Write each line exactly, from the line that holds "of the grassy" through the final line of the material, and no other line.
__________________________________________________
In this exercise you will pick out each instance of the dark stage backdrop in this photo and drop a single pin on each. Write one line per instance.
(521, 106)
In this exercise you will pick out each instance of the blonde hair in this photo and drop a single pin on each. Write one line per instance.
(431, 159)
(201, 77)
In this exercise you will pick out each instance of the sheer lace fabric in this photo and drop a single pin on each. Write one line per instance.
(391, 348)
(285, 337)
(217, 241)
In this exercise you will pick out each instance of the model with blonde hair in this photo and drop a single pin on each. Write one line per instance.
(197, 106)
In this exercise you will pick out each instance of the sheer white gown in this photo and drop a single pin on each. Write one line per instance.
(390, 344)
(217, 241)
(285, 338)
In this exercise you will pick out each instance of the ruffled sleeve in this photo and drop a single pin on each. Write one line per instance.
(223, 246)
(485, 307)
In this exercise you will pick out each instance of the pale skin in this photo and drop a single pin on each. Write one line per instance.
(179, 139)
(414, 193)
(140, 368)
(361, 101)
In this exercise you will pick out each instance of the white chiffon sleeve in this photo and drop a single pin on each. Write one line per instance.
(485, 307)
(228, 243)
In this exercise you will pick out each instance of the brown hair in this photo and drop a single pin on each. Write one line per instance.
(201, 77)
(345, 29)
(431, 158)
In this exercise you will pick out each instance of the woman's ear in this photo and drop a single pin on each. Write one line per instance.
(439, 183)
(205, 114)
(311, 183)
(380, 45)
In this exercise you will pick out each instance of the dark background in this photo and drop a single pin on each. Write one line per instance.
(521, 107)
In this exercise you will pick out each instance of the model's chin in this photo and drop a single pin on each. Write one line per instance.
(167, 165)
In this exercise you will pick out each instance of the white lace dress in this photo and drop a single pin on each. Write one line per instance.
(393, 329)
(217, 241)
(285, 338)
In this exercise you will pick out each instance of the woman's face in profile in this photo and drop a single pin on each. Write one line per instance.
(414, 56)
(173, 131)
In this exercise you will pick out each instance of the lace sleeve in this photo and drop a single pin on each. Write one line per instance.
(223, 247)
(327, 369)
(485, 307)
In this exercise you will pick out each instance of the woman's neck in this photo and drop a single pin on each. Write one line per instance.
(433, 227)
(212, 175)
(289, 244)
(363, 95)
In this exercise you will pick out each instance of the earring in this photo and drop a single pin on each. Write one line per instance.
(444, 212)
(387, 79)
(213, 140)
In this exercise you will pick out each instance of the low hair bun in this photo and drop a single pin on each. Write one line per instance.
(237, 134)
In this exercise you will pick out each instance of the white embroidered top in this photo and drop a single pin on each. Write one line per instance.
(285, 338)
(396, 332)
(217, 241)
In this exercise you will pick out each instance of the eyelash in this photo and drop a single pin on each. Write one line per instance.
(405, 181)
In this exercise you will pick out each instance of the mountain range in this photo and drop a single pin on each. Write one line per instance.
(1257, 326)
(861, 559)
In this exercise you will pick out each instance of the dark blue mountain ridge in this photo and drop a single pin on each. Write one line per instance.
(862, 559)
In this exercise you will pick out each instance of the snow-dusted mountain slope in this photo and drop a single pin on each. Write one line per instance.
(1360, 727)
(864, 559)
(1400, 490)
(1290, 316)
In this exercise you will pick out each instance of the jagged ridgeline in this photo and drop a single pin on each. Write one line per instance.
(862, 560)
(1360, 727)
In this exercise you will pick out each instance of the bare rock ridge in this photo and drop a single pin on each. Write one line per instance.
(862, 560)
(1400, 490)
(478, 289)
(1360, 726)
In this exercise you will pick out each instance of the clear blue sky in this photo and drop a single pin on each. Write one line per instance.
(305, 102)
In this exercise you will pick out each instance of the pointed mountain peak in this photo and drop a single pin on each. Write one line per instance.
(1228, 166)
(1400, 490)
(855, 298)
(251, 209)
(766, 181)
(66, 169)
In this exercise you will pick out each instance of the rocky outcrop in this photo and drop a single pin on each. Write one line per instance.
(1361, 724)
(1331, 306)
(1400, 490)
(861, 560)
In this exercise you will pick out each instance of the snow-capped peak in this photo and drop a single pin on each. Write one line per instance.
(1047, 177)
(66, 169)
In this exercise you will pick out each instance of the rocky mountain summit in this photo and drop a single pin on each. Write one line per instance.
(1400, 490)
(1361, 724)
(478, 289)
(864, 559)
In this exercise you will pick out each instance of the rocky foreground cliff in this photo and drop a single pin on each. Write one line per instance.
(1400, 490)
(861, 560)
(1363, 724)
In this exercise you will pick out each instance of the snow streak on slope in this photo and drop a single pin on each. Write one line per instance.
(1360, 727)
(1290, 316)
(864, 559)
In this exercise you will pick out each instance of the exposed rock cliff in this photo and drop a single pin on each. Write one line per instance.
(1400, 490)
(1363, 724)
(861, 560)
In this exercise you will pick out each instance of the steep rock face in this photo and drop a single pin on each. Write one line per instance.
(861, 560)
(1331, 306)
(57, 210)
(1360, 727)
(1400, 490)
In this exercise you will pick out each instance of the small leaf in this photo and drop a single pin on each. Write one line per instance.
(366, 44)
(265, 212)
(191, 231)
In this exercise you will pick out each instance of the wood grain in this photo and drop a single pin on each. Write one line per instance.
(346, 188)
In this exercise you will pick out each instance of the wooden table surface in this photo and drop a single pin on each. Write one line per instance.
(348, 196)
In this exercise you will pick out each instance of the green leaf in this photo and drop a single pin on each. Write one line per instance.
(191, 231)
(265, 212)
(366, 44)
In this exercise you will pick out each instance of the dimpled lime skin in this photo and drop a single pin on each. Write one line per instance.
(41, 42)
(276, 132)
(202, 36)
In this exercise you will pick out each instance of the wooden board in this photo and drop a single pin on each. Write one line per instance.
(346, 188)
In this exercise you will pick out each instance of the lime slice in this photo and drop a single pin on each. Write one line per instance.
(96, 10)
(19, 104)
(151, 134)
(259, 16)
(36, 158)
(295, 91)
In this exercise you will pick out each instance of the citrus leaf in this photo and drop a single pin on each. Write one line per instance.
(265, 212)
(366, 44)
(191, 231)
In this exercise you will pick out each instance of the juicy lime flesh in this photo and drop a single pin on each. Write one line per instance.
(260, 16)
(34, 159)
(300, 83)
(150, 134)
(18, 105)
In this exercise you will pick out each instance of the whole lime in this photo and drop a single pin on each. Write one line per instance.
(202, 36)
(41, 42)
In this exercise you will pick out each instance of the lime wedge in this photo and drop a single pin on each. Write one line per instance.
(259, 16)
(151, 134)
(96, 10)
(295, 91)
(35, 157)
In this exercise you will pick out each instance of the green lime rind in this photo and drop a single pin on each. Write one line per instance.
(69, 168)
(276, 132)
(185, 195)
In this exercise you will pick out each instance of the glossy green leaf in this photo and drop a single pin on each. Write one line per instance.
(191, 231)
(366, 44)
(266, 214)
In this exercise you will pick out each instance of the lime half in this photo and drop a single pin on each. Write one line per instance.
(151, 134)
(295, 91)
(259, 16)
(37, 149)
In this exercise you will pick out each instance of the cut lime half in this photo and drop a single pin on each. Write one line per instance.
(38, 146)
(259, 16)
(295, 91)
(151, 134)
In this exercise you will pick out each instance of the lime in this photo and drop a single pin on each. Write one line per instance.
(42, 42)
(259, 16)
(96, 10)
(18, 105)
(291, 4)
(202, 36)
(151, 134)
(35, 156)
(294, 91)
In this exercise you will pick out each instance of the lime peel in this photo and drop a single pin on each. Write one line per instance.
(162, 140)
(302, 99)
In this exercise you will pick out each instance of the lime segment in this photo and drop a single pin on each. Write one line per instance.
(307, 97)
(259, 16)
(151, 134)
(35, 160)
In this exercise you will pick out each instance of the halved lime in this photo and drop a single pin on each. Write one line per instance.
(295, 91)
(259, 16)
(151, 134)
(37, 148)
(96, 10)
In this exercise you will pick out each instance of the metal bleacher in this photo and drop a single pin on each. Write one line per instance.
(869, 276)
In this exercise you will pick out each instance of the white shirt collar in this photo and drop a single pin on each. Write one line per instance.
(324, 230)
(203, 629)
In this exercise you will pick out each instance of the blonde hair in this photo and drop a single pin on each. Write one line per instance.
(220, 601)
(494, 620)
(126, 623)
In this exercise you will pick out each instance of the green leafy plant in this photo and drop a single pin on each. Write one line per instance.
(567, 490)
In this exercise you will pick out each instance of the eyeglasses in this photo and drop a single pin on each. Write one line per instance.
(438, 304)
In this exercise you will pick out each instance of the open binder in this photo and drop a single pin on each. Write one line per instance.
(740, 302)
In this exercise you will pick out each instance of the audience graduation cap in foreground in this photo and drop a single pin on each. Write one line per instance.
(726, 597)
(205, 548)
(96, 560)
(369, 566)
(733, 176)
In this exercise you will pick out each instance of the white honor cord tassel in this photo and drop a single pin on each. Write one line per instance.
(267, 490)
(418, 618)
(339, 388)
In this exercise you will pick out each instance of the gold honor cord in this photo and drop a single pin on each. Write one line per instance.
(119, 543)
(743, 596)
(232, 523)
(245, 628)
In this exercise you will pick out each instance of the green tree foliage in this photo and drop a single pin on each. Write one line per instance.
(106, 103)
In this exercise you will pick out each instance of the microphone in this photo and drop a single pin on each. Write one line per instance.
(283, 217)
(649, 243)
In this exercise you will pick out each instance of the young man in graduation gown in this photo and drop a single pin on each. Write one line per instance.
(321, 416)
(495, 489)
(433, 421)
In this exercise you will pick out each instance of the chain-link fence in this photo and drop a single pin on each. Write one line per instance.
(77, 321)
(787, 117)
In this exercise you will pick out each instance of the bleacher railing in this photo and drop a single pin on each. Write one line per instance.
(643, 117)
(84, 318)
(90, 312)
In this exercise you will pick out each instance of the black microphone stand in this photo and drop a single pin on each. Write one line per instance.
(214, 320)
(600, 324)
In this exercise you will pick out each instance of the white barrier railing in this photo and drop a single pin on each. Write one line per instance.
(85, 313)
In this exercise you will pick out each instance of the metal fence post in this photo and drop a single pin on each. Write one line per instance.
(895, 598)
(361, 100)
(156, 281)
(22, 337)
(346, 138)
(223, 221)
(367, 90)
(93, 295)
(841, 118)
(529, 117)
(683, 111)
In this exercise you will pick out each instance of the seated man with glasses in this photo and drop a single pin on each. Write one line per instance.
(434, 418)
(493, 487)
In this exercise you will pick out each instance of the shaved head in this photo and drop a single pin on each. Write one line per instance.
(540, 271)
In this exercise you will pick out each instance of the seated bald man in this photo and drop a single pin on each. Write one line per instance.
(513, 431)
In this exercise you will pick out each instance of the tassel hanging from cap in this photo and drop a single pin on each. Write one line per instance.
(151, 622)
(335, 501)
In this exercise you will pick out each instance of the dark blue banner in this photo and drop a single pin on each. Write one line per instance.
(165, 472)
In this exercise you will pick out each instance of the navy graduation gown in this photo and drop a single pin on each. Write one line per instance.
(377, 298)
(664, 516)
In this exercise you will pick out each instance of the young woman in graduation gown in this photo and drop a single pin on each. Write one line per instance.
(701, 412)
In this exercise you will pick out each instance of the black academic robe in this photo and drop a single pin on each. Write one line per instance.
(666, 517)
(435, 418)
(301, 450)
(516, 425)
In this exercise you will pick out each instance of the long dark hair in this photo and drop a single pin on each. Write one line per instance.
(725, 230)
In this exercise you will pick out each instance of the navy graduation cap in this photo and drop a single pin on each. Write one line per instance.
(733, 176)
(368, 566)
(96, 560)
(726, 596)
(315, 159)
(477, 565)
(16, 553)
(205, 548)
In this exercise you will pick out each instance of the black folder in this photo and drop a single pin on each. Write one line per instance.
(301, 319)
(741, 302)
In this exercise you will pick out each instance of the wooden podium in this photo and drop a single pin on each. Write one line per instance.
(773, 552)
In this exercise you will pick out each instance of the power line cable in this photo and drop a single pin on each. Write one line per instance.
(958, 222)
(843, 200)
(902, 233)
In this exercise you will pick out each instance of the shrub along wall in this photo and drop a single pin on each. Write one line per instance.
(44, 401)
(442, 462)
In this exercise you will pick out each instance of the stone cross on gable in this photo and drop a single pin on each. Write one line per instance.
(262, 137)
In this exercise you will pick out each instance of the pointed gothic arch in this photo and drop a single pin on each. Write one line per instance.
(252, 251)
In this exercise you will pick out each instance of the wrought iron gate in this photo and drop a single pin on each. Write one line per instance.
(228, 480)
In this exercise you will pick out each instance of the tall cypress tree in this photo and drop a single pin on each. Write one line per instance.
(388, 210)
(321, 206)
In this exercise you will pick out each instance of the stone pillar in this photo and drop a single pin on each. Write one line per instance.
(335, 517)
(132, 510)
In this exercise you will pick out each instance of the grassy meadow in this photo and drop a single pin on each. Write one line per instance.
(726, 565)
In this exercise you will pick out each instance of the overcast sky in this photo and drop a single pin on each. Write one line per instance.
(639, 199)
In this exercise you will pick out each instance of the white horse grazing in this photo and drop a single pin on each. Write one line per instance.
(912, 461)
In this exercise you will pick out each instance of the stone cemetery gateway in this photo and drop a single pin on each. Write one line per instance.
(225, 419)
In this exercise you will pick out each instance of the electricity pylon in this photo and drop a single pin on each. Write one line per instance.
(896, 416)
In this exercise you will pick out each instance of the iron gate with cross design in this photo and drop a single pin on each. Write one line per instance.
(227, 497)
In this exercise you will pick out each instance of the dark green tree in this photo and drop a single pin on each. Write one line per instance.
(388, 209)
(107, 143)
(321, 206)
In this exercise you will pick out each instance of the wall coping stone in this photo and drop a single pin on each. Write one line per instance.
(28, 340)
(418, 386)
__________________________________________________
WRITTEN SOLUTION |
In this exercise you will pick out each instance of the grassy meadow in this photo and drop a single pin on each. Write one line per instance.
(726, 565)
In this exercise you will pick out each instance of the overcast sky in this photo and drop a single pin on each. Write one line per instance.
(639, 199)
In this exercise you will pick out each instance of the white horse grazing in this photo and drop a single pin on each. Write one line per instance.
(912, 461)
In this exercise you will pick out each instance of the stone cemetery gateway in this photo and drop a single pin on each. Write one line per instance.
(225, 419)
In this exercise you will pick out each instance of the electricity pylon in this photo and drop a single pin on each. Write one line per instance.
(896, 416)
In this exercise you will pick out each instance of the iron gate with cross design in this photo and drop a single pin on each. Write one line per instance.
(227, 497)
In this exercise you will pick out each instance of the dark green tree in this photo and drop a single pin on each. Write one line per instance.
(388, 209)
(107, 143)
(321, 206)
In this exercise you will pick out each instance of the wall coping stone in this photo and drop a single pin on each. Write one line per instance.
(28, 340)
(418, 386)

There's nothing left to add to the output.